## START Document excerpt

Today we’d like to introduce you to Dr. Leslye Kornegay.
Hi Dr. Leslye, can you start by introducing yourself? We’d love to learn more about how you got to where you are today?
I often say my story is one of Redshift moments those pivotal turning points where life asks you to expand, evolve, and lead with deeper purpose. I grew up watching strong, determined Black women like my mother and grandmother lead with grace, grit, and conviction, and that foundation shaped everything that came after.
My professional journey began long before I ever held an official title. It began with service, curiosity, and the belief that leadership is about impact, not authority. Over the years, my path has taken me through complex organizations, high-stakes environments, and transformational leadership roles. Today, I serve as the Executive Director of University Environmental Services at Duke University, where I lead a large operation focused on operational excellence, organizational restructuring, labor strategy, and above all people development.
But my leadership story extends far beyond the workplace. As a faculty member teaching graduate level Leadership, Entrepreneurial studies, and Marketing courses, I help emerging professionals understand not only the “what” and the “how” of leadership, but the why. Education is deeply personal to me, and I’ve dedicated much of my work to developing programs that build capability, confidence, and long-term professional growth.
Writing my book, Leading to Change the World, was another defining moment. It shares my journey as a Black woman navigating and rising within predominantly white institutions, and it opened doors for national conversations about equity, resilience, confidence, and inclusive leadership.
That commitment to community and legacy is also the heart of the Kornegay Foundation, which I established to support education, wellness, economic/financial empowerment and community development. I am a huge advocate of wellness empowerment. It’s one of the major pillars of the Kornegay Foundation. Through initiatives like the Sarah Hatcher Mack and Dr. Leslye Kornegay Scholarship that I established at the University of Mount Olive, focused wellness and leadership events, the Kornegay Foundation amplifies everything I believe in: elevating others, expanding access, and seeding pathways for futures that may not have seemed possible.
Today, my work sits at the intersection of leadership, transformation, education, and social impact. Whether I am leading a large organization, teaching in the classroom, writing, or investing in community through the Foundation, all of it is grounded in one belief:
When you live well and lead well, you can change the world.
And every chapter of my story past, present, and still unfolding reflects that purpose.
I’m sure it wasn’t obstacle-free, but would you say the journey has been fairly smooth so far?
I don’t think anyone who looks at my life today would describe the road as smooth and honestly, I wouldn’t want it to be. My story has been marked by challenges, detours, and moments that forced me to grow into the woman I was becoming long before I recognized her.

## END Document excerpt

Short exercise a => Can you transcribe the rows exactly as they appear, from the line containing "the white road" through the end of the rows?

## START Materials provided

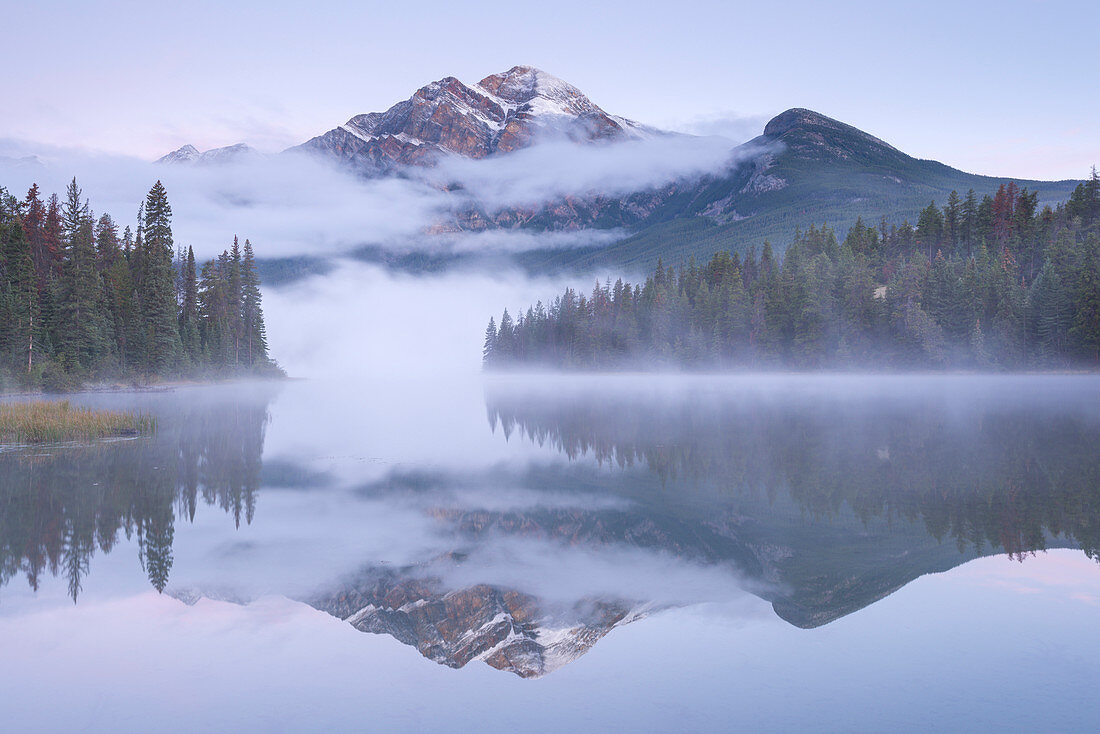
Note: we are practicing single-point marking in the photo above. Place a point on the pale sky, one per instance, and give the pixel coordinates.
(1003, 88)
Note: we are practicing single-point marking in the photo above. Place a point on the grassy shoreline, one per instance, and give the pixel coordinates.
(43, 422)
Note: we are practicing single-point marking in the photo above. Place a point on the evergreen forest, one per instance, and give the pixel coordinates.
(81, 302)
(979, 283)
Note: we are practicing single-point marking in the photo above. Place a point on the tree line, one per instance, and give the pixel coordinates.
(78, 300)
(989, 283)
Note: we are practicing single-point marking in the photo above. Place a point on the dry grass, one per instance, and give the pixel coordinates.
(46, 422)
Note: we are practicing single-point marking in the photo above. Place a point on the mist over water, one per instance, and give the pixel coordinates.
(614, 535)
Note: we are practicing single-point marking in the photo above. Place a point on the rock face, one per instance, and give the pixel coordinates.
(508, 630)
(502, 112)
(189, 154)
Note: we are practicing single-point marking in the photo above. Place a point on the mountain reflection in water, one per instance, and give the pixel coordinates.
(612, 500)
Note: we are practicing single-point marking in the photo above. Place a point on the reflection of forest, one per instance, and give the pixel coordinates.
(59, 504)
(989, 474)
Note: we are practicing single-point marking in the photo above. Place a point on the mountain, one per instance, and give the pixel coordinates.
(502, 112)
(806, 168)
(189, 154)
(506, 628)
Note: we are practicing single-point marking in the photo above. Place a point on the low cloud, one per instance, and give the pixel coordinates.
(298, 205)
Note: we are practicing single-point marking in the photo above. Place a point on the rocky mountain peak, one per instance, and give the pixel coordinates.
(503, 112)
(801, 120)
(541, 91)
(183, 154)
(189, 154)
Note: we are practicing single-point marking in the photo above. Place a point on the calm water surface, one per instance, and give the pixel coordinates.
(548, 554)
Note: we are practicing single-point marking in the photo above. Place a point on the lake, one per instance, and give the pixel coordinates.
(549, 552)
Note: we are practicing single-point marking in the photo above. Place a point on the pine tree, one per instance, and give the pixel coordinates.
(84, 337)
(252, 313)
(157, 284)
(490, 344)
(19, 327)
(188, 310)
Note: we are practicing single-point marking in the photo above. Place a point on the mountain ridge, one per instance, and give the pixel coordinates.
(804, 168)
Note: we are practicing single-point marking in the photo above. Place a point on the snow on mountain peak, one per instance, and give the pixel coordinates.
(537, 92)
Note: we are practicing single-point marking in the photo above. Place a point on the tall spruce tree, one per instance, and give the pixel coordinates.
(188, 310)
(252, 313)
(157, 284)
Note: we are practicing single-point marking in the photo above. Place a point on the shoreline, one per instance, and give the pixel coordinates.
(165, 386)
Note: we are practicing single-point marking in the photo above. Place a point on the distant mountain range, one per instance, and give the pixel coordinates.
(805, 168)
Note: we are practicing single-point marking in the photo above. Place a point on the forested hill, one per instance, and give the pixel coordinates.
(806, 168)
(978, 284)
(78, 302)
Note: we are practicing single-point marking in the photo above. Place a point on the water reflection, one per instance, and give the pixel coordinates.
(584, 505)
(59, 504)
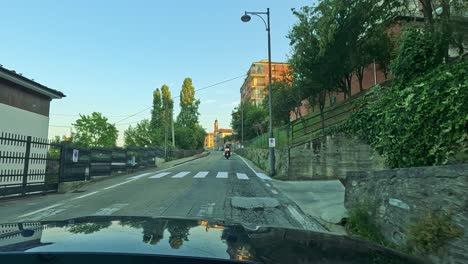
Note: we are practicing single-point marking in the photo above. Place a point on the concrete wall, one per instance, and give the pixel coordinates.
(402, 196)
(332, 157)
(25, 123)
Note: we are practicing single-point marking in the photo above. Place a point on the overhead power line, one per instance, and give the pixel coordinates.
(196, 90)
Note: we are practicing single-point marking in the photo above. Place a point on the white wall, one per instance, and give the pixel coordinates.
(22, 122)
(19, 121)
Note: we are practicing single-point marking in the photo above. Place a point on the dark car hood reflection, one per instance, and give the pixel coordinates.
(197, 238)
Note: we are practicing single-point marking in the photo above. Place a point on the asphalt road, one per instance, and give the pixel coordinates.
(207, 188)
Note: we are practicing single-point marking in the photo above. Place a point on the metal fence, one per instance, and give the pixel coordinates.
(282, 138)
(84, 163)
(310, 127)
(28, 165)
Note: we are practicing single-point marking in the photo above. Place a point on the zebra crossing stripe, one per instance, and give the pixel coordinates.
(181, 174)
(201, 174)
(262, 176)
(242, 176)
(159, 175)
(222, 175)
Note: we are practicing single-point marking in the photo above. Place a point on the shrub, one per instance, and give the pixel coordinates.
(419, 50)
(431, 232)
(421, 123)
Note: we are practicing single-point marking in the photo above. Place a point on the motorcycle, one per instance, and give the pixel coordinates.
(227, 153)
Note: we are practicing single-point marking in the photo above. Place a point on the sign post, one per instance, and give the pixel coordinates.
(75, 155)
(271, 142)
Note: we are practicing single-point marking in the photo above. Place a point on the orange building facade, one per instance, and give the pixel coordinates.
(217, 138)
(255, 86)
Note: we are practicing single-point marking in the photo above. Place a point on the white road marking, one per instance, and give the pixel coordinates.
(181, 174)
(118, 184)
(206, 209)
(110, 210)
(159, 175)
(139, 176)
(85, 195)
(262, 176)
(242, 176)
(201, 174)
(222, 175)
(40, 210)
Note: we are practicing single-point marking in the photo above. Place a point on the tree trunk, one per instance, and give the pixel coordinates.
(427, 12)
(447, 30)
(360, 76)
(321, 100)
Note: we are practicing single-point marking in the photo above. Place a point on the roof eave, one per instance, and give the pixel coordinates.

## END Materials provided

Short exercise b => Could you go on with the interview with Dr. Leslye Kornegay from the point where it stops?

Result a =>
Note: we are practicing single-point marking in the photo above. Place a point on the white road marking, one per instance, and give the pixel coordinates.
(181, 174)
(118, 184)
(206, 209)
(110, 210)
(159, 175)
(139, 176)
(85, 195)
(262, 176)
(242, 176)
(201, 174)
(222, 175)
(40, 210)
Note: we are practicing single-point marking in the photo above. Place a point on the tree trunk, one per instance, and give the pixel coordinates.
(427, 12)
(447, 30)
(360, 76)
(321, 100)
Note: we are practicing single-point marking in the photo above. Place a point on the roof eave, one per instance, and give the pixel coordinates.

Result b =>
I often talk about Redshift moments those turning points when everything around you shifts, and suddenly you’re required to step forward with a level of courage you didn’t know you had. I’ve had many of those. As a Black woman navigating predominantly white institutions, I’ve had to prove myself in rooms where expectations were low, assumptions were high, and the path was not laid out for someone who looked like me. There were moments where the weight of being “the first,” “the only,” or “the one they didn’t expect” was heavy. But those moments also built my strength and sharpened my purpose.
There were times in my career when I had to rebuild systems, restructure organizations, or stand firm in environments where change wasn’t welcomed. There were seasons when I faced my own health battles while still leading teams, caring for my family, teaching students, and mentoring others who depended on my voice. I’ve experienced loss, pressure, and the kind of quiet resilience that people don’t always see, but that shapes everything.
None of that journey was smooth. But it was necessary.
Every challenge professional or personal taught me how to lead with empathy, how to build confidence not just in myself but in others, and how to stand in my truth even when it would have been easier to shrink.
Those experiences are also why I started the Kornegay Foundation and the Sarah Mack and Kornegay Scholarship, . I know what it feels like to need support, need opportunity, and need someone who believes in you before you fully believe in yourself. The Foundation allows me to turn everything I have lived through into something that lifts others: scholarships for students, programs for young people, wellness and leadership spaces for women, and initiatives designed to open doors that were once closed to me.
So no the road hasn’t been smooth.
But it has been meaningful.
It has been transformative.
And it has prepared me for every room I walk into, every student I teach, every leader I mentor, and every life I touch through my work and the Foundation and scholarship.
My journey isn’t about perfection. It’s about purpose.
And every obstacle has helped shape the leader and the woman I am today.
As you know, we’re big fans of you and your work. For our readers who might not be as familiar what can you tell them about what you do?
I have included in my earlier responses insight into my why and the work that is purposeful. Please draw from those responses.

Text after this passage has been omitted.